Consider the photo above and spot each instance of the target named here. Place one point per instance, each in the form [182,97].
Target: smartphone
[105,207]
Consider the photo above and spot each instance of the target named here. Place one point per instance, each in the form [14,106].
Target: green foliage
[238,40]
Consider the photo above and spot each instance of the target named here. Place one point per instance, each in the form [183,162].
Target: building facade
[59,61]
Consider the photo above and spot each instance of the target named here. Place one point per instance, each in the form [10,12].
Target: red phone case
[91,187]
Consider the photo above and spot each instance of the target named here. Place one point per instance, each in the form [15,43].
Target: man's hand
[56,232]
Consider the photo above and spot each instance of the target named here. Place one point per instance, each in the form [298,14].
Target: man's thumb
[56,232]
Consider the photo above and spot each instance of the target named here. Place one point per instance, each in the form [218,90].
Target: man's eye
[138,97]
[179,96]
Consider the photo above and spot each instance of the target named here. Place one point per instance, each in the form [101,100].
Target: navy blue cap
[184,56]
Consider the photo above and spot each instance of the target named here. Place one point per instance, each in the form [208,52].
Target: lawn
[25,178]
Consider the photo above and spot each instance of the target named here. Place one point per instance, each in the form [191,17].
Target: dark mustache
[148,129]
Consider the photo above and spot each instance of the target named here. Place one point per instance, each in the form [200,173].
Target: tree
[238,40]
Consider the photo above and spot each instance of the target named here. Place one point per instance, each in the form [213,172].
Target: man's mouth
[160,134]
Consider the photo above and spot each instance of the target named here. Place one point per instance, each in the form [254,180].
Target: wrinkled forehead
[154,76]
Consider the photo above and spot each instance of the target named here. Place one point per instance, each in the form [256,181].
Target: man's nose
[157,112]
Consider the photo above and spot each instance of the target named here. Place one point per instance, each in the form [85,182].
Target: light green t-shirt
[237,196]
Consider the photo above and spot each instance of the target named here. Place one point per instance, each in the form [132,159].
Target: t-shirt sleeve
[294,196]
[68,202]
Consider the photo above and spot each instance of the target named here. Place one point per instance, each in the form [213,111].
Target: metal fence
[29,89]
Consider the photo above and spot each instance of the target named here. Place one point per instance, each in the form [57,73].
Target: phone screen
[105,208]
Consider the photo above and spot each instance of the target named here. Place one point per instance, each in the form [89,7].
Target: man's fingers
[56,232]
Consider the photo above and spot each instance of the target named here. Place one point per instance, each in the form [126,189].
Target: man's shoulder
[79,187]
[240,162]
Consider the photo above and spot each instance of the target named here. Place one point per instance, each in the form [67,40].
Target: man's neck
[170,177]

........

Request.
Lay out the records from the line containing "the form [57,73]." through the end of the records, inclusive, as a two-column CSV with the columns record_text and answer. Give one row per record, with each field in double quotes and every line break replaced by a space.

Response to this task.
record_text,answer
"Consider the photo above and spot each instance of the target named here. Place one point per instance, each in the form [57,73]. Target: phone screen","[105,208]"
"Consider the photo above and spot each instance of the target named here. Place one point per instance, each in the form [89,7]. Target: man's fingers","[56,232]"
"Consider the photo above and spot each instance of the target named here. Place one point per instance, each in the form [126,189]. Target: man's shoulder","[79,187] [240,162]"
"Consider the photo above and spot each instance of the target named here. Place one point per instance, each in the form [67,40]. Target: man's neck","[170,177]"